### EXTRACTED INFORMATION
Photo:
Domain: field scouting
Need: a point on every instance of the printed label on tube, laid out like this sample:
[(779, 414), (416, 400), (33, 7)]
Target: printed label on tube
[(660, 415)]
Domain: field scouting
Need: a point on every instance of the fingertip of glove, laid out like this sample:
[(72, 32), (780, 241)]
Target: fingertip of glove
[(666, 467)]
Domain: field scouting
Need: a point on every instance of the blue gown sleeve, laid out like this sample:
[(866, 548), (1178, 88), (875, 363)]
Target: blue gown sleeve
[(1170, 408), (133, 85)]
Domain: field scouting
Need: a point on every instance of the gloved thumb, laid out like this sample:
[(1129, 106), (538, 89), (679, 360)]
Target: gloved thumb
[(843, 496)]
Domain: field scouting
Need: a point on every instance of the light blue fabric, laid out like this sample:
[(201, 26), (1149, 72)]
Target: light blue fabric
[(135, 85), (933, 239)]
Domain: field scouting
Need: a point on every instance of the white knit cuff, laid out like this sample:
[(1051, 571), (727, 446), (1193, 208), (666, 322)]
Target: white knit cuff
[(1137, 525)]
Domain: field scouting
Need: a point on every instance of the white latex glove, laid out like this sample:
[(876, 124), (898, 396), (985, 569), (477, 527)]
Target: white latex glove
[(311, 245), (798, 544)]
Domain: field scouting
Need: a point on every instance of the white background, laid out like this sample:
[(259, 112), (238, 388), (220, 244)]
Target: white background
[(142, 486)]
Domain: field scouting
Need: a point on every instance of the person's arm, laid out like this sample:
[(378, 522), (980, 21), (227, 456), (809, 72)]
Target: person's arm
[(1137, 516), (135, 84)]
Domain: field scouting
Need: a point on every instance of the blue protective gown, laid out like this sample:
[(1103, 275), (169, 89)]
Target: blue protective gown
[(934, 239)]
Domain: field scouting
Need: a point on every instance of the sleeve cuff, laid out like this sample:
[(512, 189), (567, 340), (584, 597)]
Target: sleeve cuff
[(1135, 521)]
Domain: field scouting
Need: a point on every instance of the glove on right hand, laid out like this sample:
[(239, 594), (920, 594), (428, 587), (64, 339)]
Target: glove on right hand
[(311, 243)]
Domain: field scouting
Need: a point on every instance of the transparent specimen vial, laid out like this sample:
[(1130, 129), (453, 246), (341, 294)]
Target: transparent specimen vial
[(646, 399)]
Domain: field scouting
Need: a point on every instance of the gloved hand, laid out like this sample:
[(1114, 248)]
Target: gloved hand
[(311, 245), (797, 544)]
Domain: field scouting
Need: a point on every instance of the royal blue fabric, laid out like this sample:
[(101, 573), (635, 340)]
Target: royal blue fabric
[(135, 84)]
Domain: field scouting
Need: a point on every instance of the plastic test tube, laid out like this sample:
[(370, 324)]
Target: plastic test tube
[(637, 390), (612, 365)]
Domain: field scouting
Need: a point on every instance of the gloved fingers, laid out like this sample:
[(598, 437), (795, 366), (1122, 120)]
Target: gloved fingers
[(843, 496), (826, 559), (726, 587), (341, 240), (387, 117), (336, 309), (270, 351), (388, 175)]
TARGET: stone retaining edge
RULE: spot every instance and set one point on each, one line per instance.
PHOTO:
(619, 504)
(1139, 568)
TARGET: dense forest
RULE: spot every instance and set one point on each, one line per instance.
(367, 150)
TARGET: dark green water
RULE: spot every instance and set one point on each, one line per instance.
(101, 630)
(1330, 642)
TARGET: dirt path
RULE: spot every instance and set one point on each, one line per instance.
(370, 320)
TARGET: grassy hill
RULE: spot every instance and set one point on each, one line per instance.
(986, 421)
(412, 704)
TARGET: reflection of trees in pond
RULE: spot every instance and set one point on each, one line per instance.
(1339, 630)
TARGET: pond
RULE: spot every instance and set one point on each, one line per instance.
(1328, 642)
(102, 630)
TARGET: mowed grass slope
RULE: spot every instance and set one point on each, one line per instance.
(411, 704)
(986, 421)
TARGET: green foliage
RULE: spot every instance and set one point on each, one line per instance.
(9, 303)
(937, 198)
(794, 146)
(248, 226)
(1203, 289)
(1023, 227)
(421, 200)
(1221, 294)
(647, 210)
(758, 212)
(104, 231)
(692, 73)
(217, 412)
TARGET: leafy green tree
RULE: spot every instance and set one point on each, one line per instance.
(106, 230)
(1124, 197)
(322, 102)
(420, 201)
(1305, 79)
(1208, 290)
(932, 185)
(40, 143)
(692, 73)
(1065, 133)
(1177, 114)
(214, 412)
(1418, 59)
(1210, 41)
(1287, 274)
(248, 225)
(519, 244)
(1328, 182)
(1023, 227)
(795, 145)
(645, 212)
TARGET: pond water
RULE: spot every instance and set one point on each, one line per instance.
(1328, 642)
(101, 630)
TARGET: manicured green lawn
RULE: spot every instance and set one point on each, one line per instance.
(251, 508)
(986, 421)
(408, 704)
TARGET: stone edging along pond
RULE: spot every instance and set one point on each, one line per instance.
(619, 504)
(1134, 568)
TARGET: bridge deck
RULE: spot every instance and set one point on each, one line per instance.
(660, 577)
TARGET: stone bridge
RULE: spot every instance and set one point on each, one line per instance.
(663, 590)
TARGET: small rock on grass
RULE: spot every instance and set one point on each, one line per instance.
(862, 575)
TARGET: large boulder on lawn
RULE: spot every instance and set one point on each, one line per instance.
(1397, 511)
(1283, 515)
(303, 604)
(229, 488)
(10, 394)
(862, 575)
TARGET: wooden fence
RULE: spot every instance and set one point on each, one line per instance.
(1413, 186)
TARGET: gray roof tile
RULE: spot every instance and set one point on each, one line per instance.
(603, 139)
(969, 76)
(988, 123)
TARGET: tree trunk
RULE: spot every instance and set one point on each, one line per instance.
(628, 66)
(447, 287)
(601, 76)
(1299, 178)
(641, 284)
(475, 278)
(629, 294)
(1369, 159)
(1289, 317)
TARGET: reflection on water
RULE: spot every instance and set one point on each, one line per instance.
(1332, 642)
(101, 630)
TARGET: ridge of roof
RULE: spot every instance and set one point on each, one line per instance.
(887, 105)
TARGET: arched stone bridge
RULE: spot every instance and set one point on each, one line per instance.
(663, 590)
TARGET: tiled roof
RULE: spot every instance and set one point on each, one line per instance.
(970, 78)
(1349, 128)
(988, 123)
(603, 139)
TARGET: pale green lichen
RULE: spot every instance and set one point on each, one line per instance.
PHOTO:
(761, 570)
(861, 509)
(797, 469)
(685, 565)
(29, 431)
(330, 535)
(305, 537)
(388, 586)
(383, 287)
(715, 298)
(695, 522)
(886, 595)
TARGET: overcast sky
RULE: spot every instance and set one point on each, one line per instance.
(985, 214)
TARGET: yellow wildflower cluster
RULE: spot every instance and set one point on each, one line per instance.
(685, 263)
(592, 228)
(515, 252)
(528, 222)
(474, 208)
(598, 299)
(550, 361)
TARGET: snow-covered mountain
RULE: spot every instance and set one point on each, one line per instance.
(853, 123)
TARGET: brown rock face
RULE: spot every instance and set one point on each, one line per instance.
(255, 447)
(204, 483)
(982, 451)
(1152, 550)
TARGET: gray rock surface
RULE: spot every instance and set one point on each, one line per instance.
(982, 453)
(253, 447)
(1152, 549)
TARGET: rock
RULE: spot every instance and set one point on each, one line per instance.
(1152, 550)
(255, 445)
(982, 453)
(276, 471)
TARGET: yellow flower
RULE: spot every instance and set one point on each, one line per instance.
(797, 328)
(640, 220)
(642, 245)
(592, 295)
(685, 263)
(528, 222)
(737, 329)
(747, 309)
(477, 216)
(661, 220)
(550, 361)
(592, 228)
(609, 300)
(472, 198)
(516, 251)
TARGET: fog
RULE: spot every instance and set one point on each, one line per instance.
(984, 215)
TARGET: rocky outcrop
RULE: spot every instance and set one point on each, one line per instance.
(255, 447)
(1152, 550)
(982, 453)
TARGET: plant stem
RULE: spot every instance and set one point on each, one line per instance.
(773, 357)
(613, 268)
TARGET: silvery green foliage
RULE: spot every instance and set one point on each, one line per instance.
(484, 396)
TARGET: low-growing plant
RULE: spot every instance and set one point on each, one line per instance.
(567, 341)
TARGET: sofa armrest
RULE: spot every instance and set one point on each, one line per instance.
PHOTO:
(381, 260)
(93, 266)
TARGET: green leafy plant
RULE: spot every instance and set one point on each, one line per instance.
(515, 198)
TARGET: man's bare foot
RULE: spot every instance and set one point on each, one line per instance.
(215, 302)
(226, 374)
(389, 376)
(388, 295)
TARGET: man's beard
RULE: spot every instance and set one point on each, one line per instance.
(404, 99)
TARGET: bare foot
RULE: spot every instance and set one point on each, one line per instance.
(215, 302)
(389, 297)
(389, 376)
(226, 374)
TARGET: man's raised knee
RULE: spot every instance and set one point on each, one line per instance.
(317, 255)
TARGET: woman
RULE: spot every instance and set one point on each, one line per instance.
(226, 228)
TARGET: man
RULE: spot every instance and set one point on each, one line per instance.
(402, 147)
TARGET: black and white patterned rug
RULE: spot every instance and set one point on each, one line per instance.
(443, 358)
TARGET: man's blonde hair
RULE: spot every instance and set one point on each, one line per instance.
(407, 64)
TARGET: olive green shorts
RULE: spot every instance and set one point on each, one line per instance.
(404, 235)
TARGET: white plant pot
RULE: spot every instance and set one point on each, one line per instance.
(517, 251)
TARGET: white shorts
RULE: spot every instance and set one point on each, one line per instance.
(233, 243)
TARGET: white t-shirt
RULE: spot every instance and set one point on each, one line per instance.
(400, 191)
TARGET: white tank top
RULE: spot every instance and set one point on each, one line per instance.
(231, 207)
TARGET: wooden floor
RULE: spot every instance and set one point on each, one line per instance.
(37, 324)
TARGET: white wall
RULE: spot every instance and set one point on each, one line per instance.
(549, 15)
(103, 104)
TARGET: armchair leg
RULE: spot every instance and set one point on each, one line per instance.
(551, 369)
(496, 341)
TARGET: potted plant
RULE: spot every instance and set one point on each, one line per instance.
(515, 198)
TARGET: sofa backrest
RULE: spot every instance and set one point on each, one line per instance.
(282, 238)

### EXERCISE BRIEF
From the listing above, the lines starting with the one that has "TARGET: man's beard" and running through the one that has "TARGET: woman" should be copied exactly, ends included.

### WRITTEN SOLUTION
TARGET: man's beard
RULE: spot every instance and set one point on each, one line per instance.
(404, 99)
TARGET: bare foot
RULE: spot every instance and set one point on each, one line per instance.
(215, 302)
(389, 297)
(389, 376)
(226, 374)
TARGET: man's raised knee
RULE: spot every instance and set one point on each, one line per instance.
(317, 255)
TARGET: woman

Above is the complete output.